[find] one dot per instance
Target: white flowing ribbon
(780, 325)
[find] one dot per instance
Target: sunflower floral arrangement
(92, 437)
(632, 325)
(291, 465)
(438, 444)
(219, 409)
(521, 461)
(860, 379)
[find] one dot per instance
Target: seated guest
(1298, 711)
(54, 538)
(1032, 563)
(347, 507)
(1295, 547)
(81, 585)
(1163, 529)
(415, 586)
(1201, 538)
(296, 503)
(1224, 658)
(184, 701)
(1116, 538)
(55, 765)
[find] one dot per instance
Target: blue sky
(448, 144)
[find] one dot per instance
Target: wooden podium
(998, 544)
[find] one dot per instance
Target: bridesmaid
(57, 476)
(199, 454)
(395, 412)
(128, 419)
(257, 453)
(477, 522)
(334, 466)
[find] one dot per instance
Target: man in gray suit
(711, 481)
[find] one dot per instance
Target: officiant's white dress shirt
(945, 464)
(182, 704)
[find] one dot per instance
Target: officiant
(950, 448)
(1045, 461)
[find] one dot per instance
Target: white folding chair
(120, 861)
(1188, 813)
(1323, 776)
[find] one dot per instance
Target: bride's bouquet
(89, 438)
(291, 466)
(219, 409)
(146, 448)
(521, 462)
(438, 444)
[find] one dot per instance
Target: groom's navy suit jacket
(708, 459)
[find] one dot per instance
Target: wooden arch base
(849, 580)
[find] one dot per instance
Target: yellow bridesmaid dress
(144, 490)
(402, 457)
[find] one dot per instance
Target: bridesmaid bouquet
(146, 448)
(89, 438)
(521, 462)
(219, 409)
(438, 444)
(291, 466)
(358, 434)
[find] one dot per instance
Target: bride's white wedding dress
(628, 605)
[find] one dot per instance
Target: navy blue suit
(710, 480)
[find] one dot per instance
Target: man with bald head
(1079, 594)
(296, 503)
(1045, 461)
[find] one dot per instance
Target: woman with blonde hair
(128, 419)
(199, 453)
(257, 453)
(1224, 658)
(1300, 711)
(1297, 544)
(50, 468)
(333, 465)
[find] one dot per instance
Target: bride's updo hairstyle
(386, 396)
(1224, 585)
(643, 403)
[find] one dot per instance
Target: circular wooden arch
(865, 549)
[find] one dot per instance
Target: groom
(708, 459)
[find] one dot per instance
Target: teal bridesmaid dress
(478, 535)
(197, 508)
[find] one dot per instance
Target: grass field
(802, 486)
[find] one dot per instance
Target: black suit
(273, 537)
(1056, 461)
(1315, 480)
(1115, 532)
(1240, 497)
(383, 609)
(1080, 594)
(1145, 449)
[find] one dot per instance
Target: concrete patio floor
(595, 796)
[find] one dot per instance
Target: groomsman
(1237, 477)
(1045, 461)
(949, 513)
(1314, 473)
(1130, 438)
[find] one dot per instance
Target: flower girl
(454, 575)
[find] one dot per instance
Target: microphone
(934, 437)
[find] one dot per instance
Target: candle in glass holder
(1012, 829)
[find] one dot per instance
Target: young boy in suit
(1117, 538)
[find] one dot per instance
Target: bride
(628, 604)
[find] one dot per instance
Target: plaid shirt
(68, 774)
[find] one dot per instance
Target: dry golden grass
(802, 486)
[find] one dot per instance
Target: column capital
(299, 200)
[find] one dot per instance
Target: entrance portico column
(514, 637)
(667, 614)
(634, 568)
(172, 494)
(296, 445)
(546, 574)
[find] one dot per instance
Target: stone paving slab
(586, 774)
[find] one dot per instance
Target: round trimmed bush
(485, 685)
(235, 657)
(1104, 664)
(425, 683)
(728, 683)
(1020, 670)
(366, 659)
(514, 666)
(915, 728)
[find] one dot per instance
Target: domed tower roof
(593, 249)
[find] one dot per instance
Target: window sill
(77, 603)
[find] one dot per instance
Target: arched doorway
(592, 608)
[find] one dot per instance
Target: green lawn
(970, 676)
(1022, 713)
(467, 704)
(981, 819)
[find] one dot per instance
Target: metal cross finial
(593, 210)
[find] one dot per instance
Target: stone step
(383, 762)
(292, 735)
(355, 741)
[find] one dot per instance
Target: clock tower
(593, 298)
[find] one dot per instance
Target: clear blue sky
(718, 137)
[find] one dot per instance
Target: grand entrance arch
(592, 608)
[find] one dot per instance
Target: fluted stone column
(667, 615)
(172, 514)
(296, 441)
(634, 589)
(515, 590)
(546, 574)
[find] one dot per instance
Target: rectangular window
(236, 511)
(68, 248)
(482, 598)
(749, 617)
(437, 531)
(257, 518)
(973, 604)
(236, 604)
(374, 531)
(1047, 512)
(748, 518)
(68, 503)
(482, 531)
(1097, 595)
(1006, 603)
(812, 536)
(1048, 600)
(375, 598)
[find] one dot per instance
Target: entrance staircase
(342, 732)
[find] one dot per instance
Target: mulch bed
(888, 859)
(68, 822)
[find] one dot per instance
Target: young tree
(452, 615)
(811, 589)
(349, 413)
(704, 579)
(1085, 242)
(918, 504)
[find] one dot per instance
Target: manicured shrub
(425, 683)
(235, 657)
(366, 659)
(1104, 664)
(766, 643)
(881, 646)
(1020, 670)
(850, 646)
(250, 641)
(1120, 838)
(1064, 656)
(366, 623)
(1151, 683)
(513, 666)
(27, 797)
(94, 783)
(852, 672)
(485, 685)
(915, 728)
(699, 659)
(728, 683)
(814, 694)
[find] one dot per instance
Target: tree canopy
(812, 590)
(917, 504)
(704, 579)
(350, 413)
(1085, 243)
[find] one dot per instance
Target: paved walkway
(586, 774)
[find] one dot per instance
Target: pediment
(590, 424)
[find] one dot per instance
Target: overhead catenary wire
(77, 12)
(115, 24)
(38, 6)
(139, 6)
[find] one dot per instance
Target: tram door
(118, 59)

About this exercise: From the first line to the last, copy the records exactly as they appear above.

Answer space:
[find] one dot per instance
Target: white flowing ribbon
(780, 325)
[find] one dot per instance
Target: sunflower floral arrangement
(92, 437)
(632, 325)
(291, 465)
(438, 444)
(219, 409)
(521, 461)
(860, 379)
[find] one dot per instance
Target: seated guest
(1298, 711)
(54, 538)
(1032, 563)
(347, 507)
(1295, 547)
(81, 585)
(1163, 529)
(415, 586)
(1201, 538)
(296, 503)
(1224, 658)
(184, 701)
(1116, 538)
(55, 765)
[find] one dot per instance
Target: blue sky
(448, 144)
[find] one dot per instance
Target: wooden podium
(998, 544)
[find] one dot per instance
Target: bridesmaid
(57, 476)
(199, 454)
(395, 412)
(128, 419)
(257, 453)
(477, 522)
(334, 466)
[find] one dot per instance
Target: man in gray suit
(711, 481)
[find] one dot per instance
Target: officiant's white dress shirt
(945, 464)
(182, 704)
[find] one dot per instance
Target: officiant
(950, 448)
(1045, 461)
[find] one dot per instance
Target: white folding chair
(120, 861)
(1188, 813)
(1323, 776)
[find] one dot per instance
Target: bride's bouquet
(89, 438)
(291, 466)
(219, 409)
(146, 448)
(521, 462)
(438, 444)
[find] one dot per instance
Target: groom's navy suit jacket
(708, 459)
[find] one dot per instance
Target: wooden arch base
(849, 580)
[find] one dot per instance
Target: yellow bridesmaid dress
(144, 490)
(402, 457)
[find] one dot per instance
Target: bridesmaid bouquet
(146, 448)
(89, 438)
(521, 462)
(219, 409)
(438, 444)
(291, 466)
(358, 434)
[find] one dot per instance
Target: bride's white wedding dress
(628, 605)
[find] one dot per instance
Target: navy blue suit
(710, 480)
[find] one dot per instance
Target: man with bald head
(1079, 594)
(296, 503)
(1045, 461)
[find] one dot per instance
Target: woman with blonde hair
(128, 419)
(199, 453)
(257, 453)
(1224, 658)
(1300, 711)
(1297, 544)
(50, 468)
(333, 465)
[find] one dot per instance
Target: bride's updo hairstyle
(386, 396)
(1224, 585)
(643, 403)
[find] one dot per instance
Target: circular wooden arch
(865, 549)
[find] one dot per instance
Target: groom
(708, 459)
[find] one dot per instance
Target: teal bridesmaid dress
(478, 535)
(197, 508)
[find] one dot per instance
Target: grass field
(802, 486)
[find] one dot per instance
Target: black suit
(273, 537)
(1056, 461)
(1315, 480)
(1115, 532)
(1240, 497)
(383, 609)
(1080, 594)
(1145, 449)
[find] one dot per instance
Target: concrete patio floor
(595, 796)
[find] one dot per instance
Target: groomsman
(1237, 477)
(1045, 461)
(949, 513)
(1314, 473)
(1130, 438)
[find] one dot per instance
Target: flower girl
(454, 575)
[find] one dot per instance
Target: microphone
(934, 437)
[find] one dot per instance
Target: candle in glass holder
(1012, 829)
[find] one dot per instance
Target: young boy in suit
(1117, 538)
[find] one dot per instance
Target: bride
(628, 604)
[find] one dot per instance
Target: plaid shirt
(68, 774)
[find] one dot per instance
Target: dry golden grass
(802, 486)
[find] one dot per instance
Target: column capital
(299, 200)
[find] one dot per instance
Target: entrance portico column
(514, 637)
(667, 614)
(634, 568)
(172, 494)
(296, 445)
(546, 574)
[find] one dot per instance
Target: stone paving slab
(586, 774)
[find] one dot per instance
Target: round trimmed bush
(485, 685)
(235, 657)
(1104, 664)
(425, 683)
(728, 683)
(1020, 670)
(366, 659)
(514, 666)
(915, 728)
[find] one dot per instance
Target: domed tower roof
(593, 249)
[find] one dot per instance
Target: window sill
(77, 603)
[find] one dot per instance
Target: arched doorway
(592, 608)
[find] one dot per instance
Target: green lawn
(970, 676)
(1022, 713)
(467, 704)
(981, 819)
[find] one dot per instance
Target: metal cross finial
(593, 210)
[find] one dot per instance
Target: stone step
(383, 762)
(292, 735)
(355, 741)
[find] one dot per instance
Target: clock tower
(593, 298)
[find] one dot per instance
Target: clear blue sky
(718, 137)
[find] one dot per instance
Target: grand entrance arch
(592, 608)
[find] one dot per instance
Target: fluted stone column
(667, 615)
(172, 514)
(296, 441)
(634, 589)
(515, 590)
(546, 574)
[find] one dot per instance
Target: rectangular window
(236, 511)
(68, 248)
(482, 598)
(749, 617)
(437, 531)
(257, 518)
(973, 604)
(236, 604)
(374, 531)
(1047, 512)
(748, 518)
(68, 503)
(482, 531)
(1097, 595)
(1006, 603)
(812, 536)
(1048, 600)
(375, 598)
[find] one dot per instance
Target: entrance staircase
(342, 732)
[find] one dot per instance
Target: mulch bed
(888, 859)
(68, 822)
[find] one dot per instance
Target: young tree
(452, 615)
(811, 589)
(349, 413)
(704, 579)
(1085, 242)
(918, 504)
[find] one dot per instance
Target: manicured shrub
(425, 683)
(235, 657)
(366, 659)
(1104, 664)
(766, 643)
(881, 646)
(1020, 670)
(850, 646)
(250, 641)
(1120, 838)
(1064, 656)
(366, 623)
(1151, 683)
(513, 666)
(27, 797)
(94, 783)
(852, 672)
(485, 685)
(915, 728)
(699, 659)
(728, 683)
(814, 694)
[find] one dot per instance
Target: tree canopy
(812, 590)
(917, 504)
(704, 579)
(350, 413)
(1085, 243)
[find] one dot per instance
Target: paved walkway
(586, 774)
[find] one dot per instance
Target: pediment
(590, 424)
[find] one dot per instance
Target: overhead catenary wire
(77, 12)
(115, 24)
(38, 6)
(139, 6)
[find] one dot per instance
Target: tram door
(118, 59)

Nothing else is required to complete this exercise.